→ To be done
From the data below, copy everything from the line containing "seg: white star" down to the line containing "[[155, 52], [156, 45], [152, 45], [152, 167], [155, 168]]", including both of those lines, with no changes.

************

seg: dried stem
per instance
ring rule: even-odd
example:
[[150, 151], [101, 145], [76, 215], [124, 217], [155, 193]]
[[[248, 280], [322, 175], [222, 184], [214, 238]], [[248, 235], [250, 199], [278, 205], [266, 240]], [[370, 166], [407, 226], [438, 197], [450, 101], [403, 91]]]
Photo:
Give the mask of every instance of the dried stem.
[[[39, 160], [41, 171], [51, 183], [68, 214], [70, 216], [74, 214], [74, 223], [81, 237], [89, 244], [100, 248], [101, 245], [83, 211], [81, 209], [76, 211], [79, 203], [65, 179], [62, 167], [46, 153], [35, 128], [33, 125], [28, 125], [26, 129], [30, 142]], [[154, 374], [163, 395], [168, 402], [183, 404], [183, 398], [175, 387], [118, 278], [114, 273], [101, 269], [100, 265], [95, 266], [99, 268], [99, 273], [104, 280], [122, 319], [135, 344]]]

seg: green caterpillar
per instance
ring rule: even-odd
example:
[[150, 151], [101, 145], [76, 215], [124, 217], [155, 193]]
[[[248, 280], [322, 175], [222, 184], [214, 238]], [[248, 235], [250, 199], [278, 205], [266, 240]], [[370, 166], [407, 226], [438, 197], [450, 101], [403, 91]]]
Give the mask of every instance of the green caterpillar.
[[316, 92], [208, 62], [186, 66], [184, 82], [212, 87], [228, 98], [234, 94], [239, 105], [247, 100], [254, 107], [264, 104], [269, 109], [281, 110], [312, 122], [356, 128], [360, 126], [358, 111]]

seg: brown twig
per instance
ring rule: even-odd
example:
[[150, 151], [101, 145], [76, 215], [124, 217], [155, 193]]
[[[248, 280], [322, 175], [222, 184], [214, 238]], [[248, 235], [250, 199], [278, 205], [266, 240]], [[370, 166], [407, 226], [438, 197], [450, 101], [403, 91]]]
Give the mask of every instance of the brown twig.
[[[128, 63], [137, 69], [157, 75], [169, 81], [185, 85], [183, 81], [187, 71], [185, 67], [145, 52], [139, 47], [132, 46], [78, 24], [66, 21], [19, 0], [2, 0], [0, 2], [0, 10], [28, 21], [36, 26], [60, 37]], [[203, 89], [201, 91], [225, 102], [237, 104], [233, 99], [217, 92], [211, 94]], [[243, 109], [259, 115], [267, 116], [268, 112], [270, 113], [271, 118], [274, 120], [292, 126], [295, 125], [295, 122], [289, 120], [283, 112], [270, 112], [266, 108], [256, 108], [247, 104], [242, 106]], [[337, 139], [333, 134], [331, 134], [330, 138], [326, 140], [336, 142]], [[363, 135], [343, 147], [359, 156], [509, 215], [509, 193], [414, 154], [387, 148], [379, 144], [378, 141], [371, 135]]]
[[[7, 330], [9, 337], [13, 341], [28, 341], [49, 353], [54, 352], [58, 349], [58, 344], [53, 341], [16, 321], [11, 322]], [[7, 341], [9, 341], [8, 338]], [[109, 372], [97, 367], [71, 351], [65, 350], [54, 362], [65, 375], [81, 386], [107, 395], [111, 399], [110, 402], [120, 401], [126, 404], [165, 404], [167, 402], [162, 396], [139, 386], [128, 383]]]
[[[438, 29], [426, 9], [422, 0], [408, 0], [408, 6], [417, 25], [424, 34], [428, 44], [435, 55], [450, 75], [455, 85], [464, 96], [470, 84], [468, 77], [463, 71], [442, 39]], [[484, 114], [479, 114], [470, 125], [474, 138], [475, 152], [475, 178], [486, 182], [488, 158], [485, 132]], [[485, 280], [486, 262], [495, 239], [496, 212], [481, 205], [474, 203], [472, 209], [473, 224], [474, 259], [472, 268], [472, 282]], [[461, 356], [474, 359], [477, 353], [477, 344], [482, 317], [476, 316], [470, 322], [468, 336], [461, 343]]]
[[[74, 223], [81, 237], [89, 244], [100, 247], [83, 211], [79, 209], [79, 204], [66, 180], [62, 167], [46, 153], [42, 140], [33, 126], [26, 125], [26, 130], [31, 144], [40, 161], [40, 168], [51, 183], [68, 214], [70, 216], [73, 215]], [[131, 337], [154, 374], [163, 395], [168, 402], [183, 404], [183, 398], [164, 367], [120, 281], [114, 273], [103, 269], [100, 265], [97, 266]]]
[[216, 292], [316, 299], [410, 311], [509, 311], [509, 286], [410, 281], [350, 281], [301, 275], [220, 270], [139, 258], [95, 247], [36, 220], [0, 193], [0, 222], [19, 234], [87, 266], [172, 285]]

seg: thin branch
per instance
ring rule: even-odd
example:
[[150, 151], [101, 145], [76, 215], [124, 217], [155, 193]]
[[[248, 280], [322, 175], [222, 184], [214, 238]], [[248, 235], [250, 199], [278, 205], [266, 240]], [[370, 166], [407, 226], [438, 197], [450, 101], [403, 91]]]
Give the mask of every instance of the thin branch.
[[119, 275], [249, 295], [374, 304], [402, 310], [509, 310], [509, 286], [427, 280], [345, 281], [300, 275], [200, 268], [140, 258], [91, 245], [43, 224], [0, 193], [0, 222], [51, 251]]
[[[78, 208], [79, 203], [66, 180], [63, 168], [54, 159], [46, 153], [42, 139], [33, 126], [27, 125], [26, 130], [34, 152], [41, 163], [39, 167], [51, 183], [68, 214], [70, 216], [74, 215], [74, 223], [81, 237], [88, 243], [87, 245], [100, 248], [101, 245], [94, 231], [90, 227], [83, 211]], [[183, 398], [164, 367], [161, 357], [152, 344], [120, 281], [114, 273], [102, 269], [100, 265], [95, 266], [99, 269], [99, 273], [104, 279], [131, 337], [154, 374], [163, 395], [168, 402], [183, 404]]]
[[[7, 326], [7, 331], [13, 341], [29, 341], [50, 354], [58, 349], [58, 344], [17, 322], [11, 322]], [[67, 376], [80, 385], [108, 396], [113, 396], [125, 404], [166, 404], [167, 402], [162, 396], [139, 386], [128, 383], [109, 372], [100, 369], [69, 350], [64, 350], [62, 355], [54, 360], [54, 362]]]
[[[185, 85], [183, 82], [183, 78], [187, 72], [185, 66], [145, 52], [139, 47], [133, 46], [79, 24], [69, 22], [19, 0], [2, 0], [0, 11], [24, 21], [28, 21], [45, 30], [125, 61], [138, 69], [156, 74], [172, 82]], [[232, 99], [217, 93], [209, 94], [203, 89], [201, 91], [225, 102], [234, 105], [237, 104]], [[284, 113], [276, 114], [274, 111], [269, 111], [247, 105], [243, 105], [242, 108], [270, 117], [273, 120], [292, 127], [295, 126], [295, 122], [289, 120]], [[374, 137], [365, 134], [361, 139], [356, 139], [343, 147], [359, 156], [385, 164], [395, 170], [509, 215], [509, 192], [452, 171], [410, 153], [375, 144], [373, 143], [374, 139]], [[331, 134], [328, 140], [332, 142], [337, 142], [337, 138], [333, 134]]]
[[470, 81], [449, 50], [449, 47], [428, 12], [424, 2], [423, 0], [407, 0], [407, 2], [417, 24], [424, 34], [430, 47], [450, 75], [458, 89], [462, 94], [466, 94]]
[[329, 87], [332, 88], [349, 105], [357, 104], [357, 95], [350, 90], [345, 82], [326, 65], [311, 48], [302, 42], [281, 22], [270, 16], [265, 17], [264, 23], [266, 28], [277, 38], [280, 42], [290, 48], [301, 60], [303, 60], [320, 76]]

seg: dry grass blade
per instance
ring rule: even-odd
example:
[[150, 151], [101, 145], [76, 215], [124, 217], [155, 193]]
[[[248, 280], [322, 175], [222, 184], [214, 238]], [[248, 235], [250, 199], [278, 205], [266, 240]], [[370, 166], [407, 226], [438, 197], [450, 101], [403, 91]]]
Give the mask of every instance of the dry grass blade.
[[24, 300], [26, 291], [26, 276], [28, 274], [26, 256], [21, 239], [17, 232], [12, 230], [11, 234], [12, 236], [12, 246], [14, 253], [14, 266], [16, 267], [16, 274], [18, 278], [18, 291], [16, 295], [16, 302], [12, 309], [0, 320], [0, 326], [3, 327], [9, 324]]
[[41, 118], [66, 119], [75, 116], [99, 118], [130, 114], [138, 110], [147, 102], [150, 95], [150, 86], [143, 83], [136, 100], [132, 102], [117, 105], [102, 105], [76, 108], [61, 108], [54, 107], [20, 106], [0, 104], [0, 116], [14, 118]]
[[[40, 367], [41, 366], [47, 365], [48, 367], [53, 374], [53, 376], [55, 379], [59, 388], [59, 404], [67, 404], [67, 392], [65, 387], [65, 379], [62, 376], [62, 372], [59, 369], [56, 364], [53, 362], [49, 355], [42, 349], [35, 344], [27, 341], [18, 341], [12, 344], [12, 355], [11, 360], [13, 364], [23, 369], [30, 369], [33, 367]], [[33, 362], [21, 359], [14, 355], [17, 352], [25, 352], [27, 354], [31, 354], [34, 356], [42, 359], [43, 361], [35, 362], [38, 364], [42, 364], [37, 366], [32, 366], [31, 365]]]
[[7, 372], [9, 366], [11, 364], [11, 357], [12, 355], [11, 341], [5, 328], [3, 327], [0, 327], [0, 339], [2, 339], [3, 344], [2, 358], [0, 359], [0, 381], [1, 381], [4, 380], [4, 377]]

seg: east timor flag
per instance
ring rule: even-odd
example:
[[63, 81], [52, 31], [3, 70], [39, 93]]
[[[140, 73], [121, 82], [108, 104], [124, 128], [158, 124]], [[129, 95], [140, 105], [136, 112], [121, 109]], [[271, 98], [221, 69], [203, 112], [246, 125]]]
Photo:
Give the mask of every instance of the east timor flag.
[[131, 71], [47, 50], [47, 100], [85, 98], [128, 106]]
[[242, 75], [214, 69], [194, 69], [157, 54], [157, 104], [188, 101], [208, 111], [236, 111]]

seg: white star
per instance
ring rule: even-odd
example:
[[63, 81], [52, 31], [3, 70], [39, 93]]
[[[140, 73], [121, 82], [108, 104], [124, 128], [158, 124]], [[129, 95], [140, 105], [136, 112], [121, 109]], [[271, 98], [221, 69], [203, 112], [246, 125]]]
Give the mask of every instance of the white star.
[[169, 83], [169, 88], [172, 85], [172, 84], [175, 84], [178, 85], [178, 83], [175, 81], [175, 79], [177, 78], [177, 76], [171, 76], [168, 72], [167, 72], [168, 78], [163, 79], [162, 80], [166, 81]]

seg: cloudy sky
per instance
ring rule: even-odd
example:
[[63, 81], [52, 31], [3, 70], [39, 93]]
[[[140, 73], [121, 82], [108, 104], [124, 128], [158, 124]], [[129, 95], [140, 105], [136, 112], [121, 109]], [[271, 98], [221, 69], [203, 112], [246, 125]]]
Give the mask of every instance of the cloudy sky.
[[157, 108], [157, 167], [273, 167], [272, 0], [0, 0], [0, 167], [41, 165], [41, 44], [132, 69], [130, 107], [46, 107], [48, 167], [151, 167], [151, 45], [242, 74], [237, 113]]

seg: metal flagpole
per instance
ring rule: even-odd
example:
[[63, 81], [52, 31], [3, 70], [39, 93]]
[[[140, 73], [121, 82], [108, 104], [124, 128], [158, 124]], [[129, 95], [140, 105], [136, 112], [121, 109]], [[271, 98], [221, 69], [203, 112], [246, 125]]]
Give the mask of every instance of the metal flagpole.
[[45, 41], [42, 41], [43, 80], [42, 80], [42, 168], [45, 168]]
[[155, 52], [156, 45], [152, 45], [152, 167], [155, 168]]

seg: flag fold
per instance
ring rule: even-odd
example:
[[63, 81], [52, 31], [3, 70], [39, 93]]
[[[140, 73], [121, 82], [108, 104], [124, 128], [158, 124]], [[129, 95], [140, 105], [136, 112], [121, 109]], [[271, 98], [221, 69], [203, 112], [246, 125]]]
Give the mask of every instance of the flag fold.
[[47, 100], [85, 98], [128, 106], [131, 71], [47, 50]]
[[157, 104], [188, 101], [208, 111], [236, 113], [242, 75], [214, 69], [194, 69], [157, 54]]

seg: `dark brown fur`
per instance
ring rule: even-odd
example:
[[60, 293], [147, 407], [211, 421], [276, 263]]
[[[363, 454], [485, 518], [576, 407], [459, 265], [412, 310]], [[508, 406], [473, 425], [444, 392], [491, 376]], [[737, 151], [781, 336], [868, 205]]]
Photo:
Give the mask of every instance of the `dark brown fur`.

************

→ Solution for this task
seg: white star
per instance
ring rule: even-odd
example:
[[63, 81], [52, 31], [3, 70], [39, 93]]
[[[140, 73], [121, 82], [108, 104], [124, 128], [158, 124]], [[129, 95], [140, 105], [136, 112], [121, 109]], [[271, 98], [221, 69], [203, 112], [246, 125]]]
Give the mask of every instance of the white star.
[[169, 83], [169, 88], [172, 85], [172, 84], [175, 84], [178, 85], [178, 83], [175, 81], [175, 79], [177, 78], [177, 76], [171, 76], [168, 72], [167, 72], [168, 78], [163, 79], [162, 80], [166, 81]]

seg: cloudy sky
per instance
ring rule: even-odd
example:
[[63, 81], [52, 31], [3, 70], [39, 93]]
[[[140, 73], [121, 82], [108, 104], [124, 128], [158, 124]], [[129, 95], [140, 105], [136, 112], [121, 109]], [[271, 98], [221, 69], [203, 112], [246, 125]]]
Give the mask of every instance of the cloudy sky.
[[157, 108], [157, 167], [273, 167], [272, 0], [0, 0], [0, 167], [41, 165], [41, 44], [132, 69], [130, 107], [46, 107], [48, 167], [151, 167], [151, 45], [242, 74], [237, 113]]

seg: metal flagpole
per instance
ring rule: even-odd
example:
[[63, 81], [52, 31], [3, 70], [39, 93]]
[[[140, 73], [121, 82], [108, 104], [124, 128], [158, 124]], [[129, 95], [140, 105], [136, 112], [121, 109]], [[271, 98], [221, 69], [203, 112], [246, 125]]]
Give the mask of every instance of the metal flagpole.
[[45, 41], [42, 41], [43, 80], [42, 80], [42, 168], [45, 168]]
[[155, 52], [156, 45], [152, 45], [152, 167], [155, 168]]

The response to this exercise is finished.